REQUIRED ACTION: Every line of the listing below is to be repeated exactly; the pictures stay out.

MATERIAL PROVIDED:
┌──

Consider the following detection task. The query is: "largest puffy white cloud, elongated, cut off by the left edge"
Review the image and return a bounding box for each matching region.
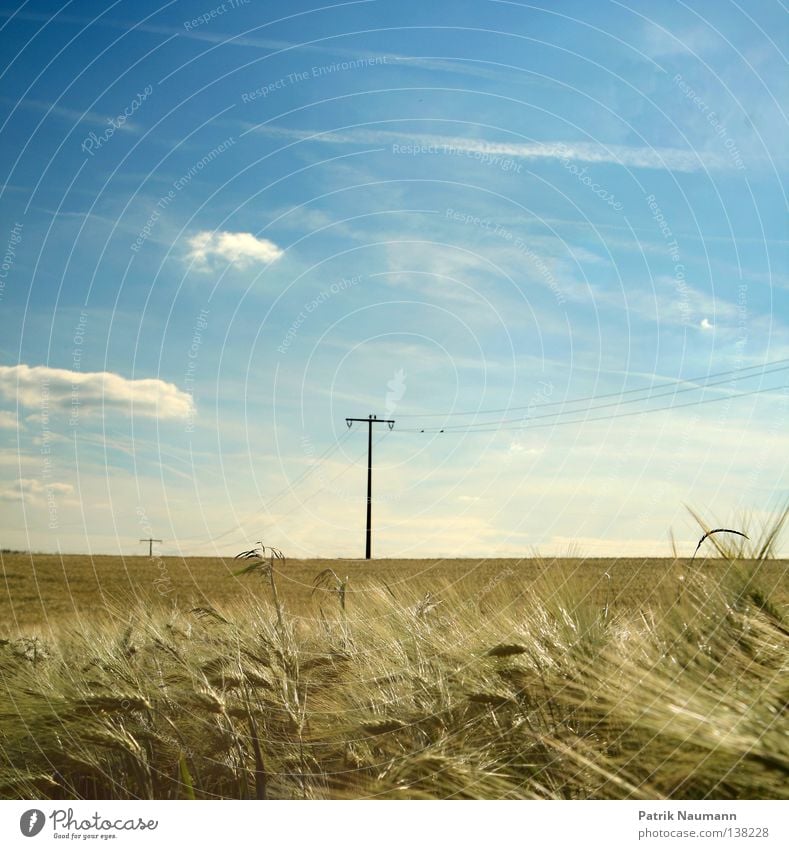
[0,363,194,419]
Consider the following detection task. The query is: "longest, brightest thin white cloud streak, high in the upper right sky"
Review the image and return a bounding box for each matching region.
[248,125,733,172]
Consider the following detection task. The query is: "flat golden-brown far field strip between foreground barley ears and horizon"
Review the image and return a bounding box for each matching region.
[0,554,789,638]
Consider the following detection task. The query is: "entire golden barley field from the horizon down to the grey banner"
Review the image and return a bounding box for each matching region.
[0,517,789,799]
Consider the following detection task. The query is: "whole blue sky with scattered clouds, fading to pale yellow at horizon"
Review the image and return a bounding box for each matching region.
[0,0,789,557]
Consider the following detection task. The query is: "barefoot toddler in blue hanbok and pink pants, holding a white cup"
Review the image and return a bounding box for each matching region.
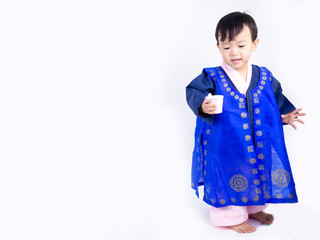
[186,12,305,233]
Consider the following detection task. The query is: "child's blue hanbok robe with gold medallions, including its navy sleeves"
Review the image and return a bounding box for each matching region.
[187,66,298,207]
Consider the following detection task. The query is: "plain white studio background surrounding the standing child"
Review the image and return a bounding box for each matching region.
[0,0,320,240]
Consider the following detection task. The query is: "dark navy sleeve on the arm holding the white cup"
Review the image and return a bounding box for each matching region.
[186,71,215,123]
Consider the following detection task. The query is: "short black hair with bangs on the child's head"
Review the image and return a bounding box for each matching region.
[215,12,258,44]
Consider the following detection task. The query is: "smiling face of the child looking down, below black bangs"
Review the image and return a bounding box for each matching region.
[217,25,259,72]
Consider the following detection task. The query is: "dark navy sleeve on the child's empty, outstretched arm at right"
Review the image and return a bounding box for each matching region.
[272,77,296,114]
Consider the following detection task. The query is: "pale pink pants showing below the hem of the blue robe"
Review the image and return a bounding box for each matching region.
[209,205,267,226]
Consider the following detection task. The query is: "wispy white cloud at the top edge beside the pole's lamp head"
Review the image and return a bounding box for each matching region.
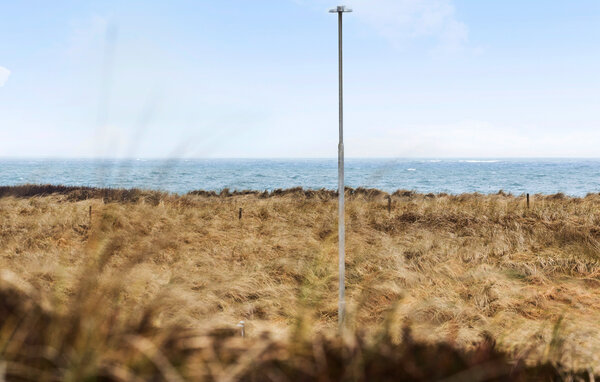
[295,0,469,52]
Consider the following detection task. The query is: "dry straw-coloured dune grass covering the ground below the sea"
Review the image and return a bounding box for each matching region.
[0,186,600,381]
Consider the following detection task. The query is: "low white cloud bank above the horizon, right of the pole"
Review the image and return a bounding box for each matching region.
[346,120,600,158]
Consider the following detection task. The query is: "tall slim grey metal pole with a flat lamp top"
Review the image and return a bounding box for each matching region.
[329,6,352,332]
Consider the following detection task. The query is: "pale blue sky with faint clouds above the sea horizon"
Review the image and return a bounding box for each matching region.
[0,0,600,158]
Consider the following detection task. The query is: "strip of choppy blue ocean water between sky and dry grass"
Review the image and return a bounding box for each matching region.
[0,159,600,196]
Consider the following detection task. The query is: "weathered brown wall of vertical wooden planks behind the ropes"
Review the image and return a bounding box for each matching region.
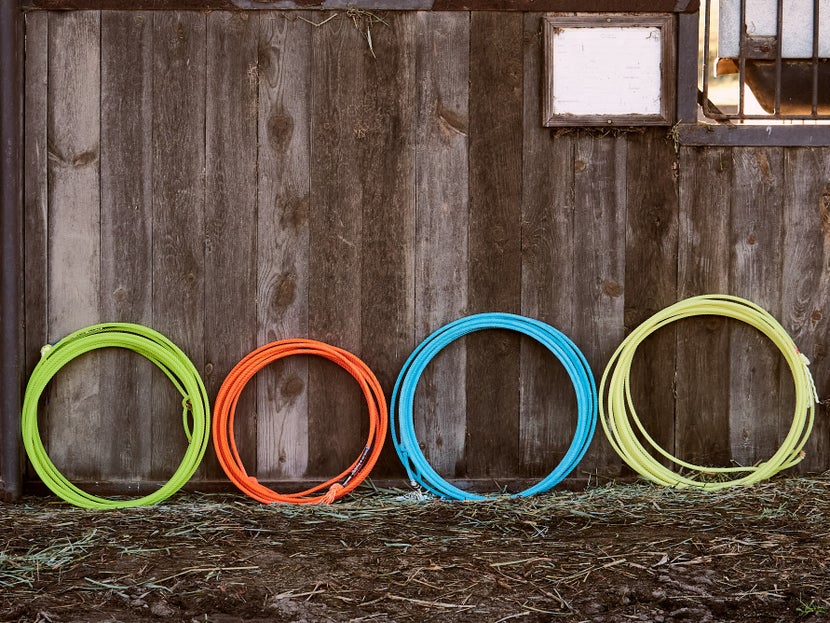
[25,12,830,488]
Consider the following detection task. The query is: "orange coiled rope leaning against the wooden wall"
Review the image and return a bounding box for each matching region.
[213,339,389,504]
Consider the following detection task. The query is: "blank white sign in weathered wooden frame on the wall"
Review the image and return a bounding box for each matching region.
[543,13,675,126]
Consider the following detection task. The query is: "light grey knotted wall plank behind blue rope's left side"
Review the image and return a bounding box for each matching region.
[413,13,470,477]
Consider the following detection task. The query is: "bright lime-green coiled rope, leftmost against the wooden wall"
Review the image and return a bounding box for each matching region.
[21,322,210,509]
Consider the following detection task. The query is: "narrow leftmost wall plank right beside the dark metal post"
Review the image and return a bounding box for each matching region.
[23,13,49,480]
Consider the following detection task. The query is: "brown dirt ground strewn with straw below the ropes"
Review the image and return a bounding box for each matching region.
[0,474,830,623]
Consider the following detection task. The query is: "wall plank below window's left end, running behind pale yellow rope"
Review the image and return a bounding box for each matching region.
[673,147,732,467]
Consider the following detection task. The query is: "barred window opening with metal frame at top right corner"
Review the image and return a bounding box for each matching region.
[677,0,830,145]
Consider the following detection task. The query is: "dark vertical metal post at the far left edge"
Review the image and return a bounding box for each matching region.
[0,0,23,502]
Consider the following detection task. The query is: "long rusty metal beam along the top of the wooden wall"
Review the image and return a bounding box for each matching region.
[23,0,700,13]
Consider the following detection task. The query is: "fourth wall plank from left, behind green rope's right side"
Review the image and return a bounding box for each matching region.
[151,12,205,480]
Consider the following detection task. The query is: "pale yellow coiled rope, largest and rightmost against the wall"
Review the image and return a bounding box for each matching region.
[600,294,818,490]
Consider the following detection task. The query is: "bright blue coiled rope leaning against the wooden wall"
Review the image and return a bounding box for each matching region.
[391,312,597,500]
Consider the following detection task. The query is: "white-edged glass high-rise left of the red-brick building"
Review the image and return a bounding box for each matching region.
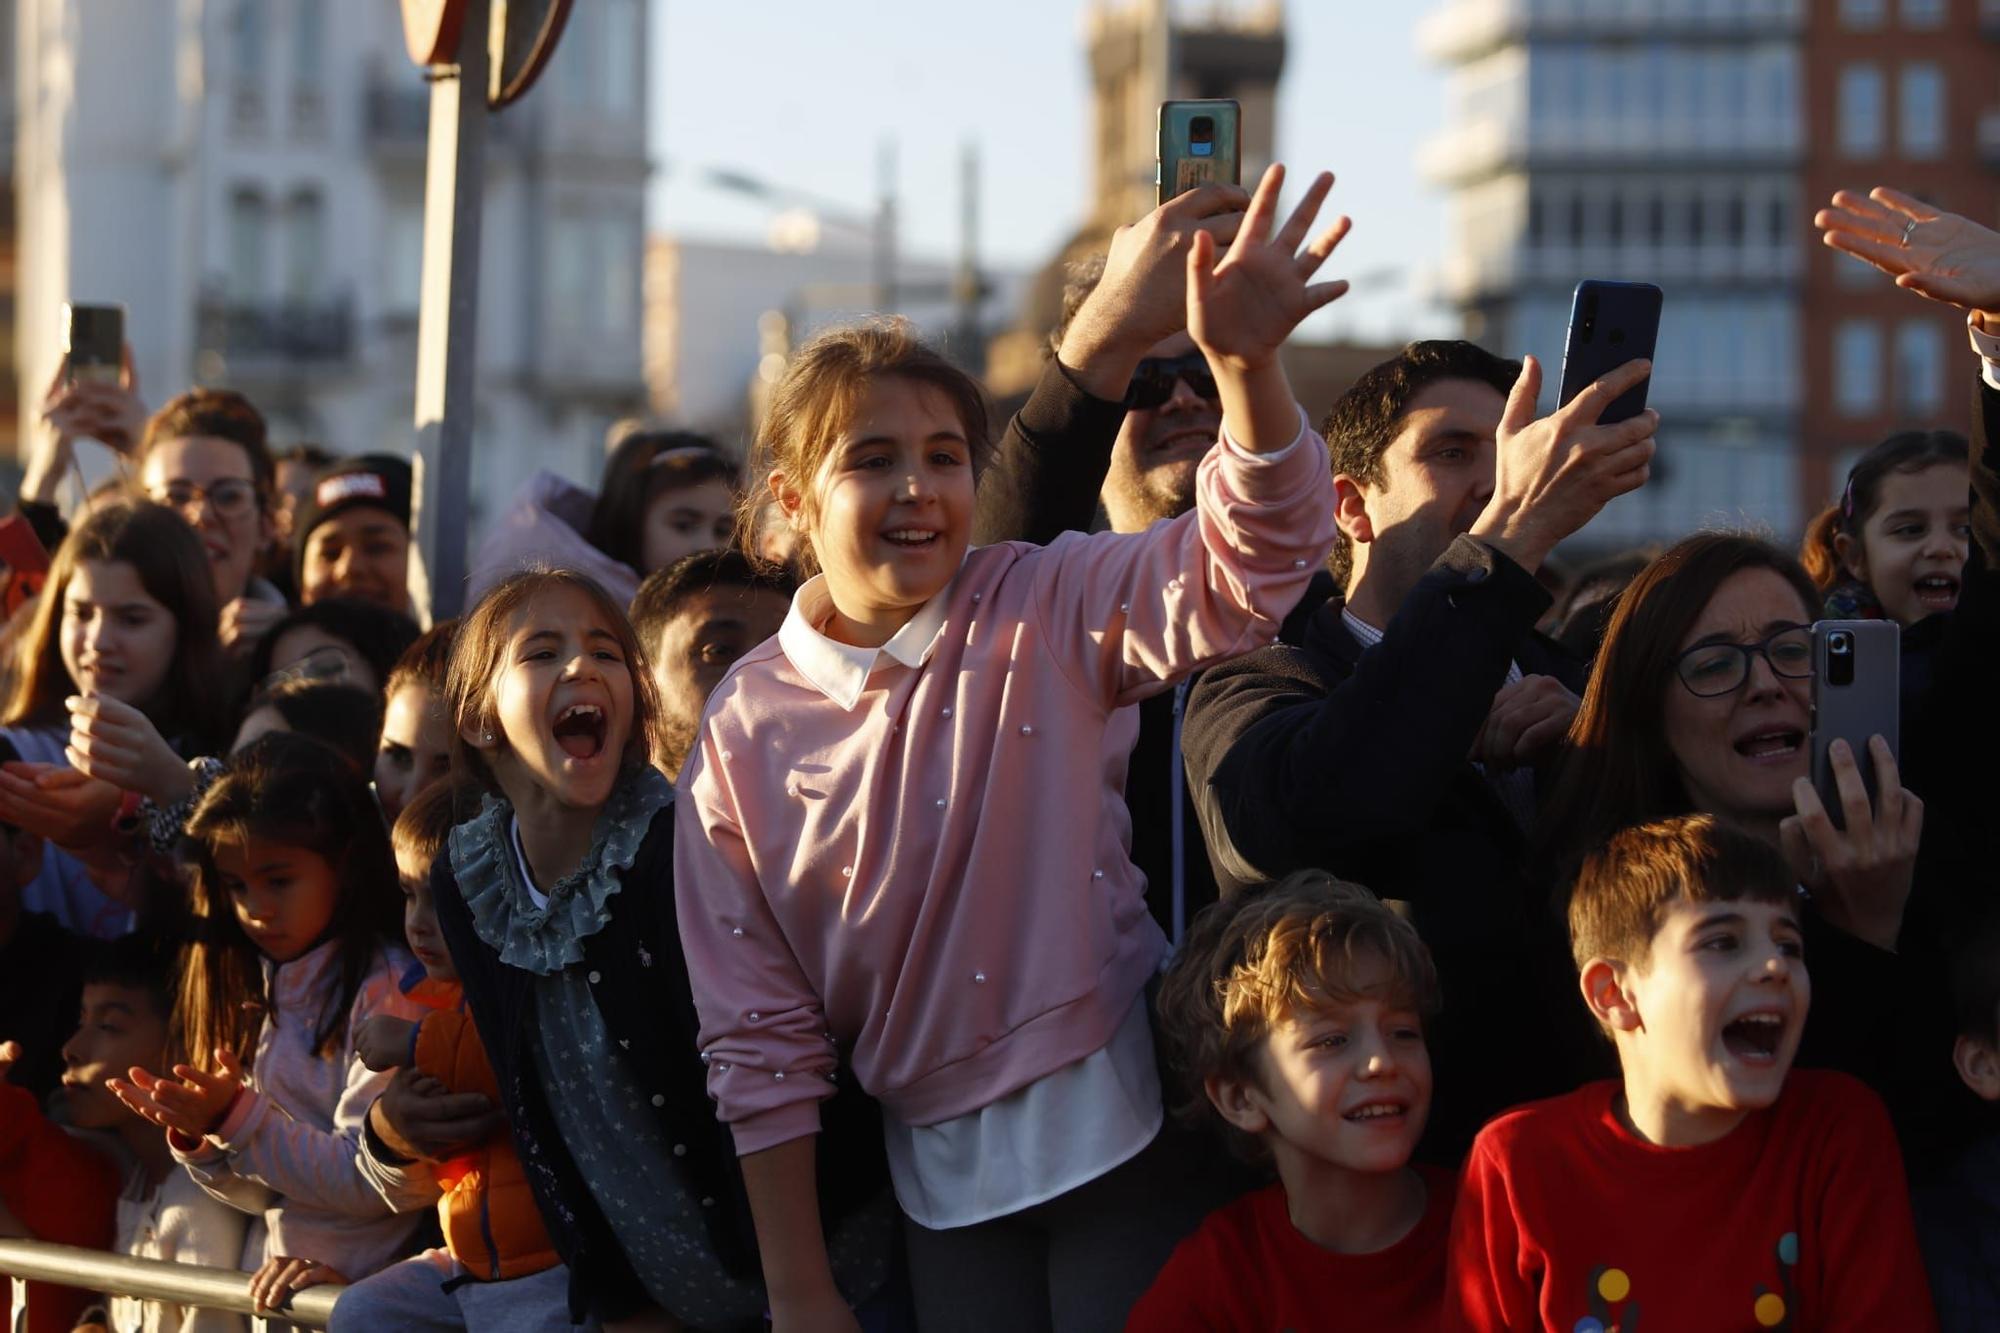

└──

TASK ANSWER:
Consider the following detection task. The query is: "largest puffy white cloud, elongated, cut off by the left edge"
Review the image and return a bounding box for each matching region.
[0,363,194,419]
Consider the following detection task. The query is: "longest, brightest thin white cloud streak, high in the upper right sky"
Review the image and return a bounding box for each matching region.
[248,125,733,172]
Consider the following detection task. The query is: "flat golden-brown far field strip between foreground barley ears and horizon"
Review the image and return a bounding box for each matching region.
[0,554,789,638]
Consider the following detection task. The query is: "entire golden barley field from the horizon down to the grey banner"
Review the image and return a bounding box for each matching region.
[0,517,789,799]
Consider the following detection task. The query is: "whole blue sky with scattered clouds, fading to pale yellow at horizon"
Review the image and return a bounding box for each matching region.
[0,0,789,557]
Consider the following detection task. The query is: "barefoot toddler in blue hanbok and pink pants, holding a white cup"
Review the image and return a bounding box for each matching region.
[186,12,305,233]
Consider the following detection task. The query is: "child's blue hanbok robe with gold medallions, including its navy sleeves"
Review the image and return a bounding box for each matching region.
[187,66,298,207]
Consider the following detection task. The query is: "plain white studio background surrounding the standing child"
Review the image and return a bounding box for each matching region.
[0,0,320,240]
Consider the following detection task. The query is: "dark navy sleeve on the arm holding the white cup"
Review the image and return a bounding box for each matching region.
[186,71,215,123]
Consider the following detection task. The query is: "short black hair with bangs on the child's head"
Review the image and return a bounding box for each matching region.
[215,12,258,44]
Consider the following detection task. The query is: "smiling face of the child looking down, below black bangs"
Review the image and return a bounding box for each matching region.
[217,25,259,72]
Consider the following detection task. The query is: "dark navy sleeve on the child's empty, outstretched arm at right"
Review the image and return a bounding box for each matching region.
[272,77,296,114]
Consider the following detection task. The query is: "pale pink pants showing below the hem of the blue robe"
Review the image and return a bounding box for each matching region.
[209,205,267,226]
Consider the following detection task. The query is: "wispy white cloud at the top edge beside the pole's lamp head"
Review the image and return a bounding box for each matching region.
[295,0,469,52]
Consider the following detection task. The query is: "dry straw-coloured dune grass covering the ground below the sea"
Review the image and return a bounding box for each matching region.
[0,186,600,381]
Consider the following detection task. The query is: "low white cloud bank above the horizon, right of the pole"
Review the image and return a bounding box for each matching region.
[346,120,600,158]
Consider the following detection task. The query is: "tall slim grey metal pole with a flat lamp top"
Review the image and return a bounding box for each matching region.
[329,6,352,332]
Consider the following detection task. The query is: "pale blue sky with faint clouds above the sea horizon"
Review the image and return a bounding box for each matching region.
[0,0,600,158]
Consider the following detection task. The query is: "strip of choppy blue ocean water between sky and dry grass"
Review the image and return a bounding box for each matching region.
[0,159,600,196]
Consider the following detection task. The query is: "weathered brown wall of vertical wooden planks behind the ropes"
Review the image and return a bounding box for each matching region.
[25,12,830,488]
Consider the following detection task. The query is: "orange coiled rope leaning against the wooden wall"
Review the image and return a bounding box for each matching region.
[213,339,389,504]
Consider the following detection task. The query is: "blank white sign in weathered wooden frame on the wall"
Review the image and return a bounding box for each matching region.
[543,13,675,126]
Consider the following detection task. The query is: "light grey knotted wall plank behind blue rope's left side"
Review the image and return a bounding box for each matching region.
[413,13,470,477]
Consider the following detection task. The query is: "bright lime-green coiled rope, leftmost against the wooden wall"
Review the image and return a bounding box for each matching region.
[21,322,210,509]
Consider the following detection task. The query is: "narrow leftmost wall plank right beside the dark metal post"
Review the image and return a bounding box for each matching region.
[23,13,49,480]
Consider the following detection task. The query is: "brown dirt ground strewn with straw below the ropes"
Review the image and return a bounding box for each matching region.
[0,474,830,623]
Consider the following detection task. The query is: "wall plank below window's left end, running behind pale yellow rope"
Review the image and return a bounding box for each matching region.
[673,147,732,467]
Consider the following detection task. The query is: "barred window opening with metal frame at top right corner"
Review the image and return a bounding box for each matching region.
[677,0,830,145]
Consider the following detection task. The query is: "dark vertical metal post at the far left edge"
Review the image and return a bounding box for each matching region.
[0,0,23,502]
Consider the following detection task. The query is: "long rusty metal beam along the top of the wooden wall"
Review the image and return a bounding box for each matching region.
[23,0,700,13]
Consider the following detection task. The query is: "fourth wall plank from left, behind green rope's right side"
Review the image and return a bounding box for each matching region.
[151,12,205,480]
Consider the following detection task. The query is: "pale yellow coiled rope, largest and rightmost against the wall"
Review the image and return a bounding box for each matching region.
[600,294,818,490]
Consider the following detection task. The query is: "bright blue coiled rope leaning against the wooden wall"
Review the image and return a bounding box for each matching region.
[391,312,597,500]
Consider the following detection task. The query is: "white-edged glass high-rise left of the red-brick building"
Review the image and return a bounding box for each matching region.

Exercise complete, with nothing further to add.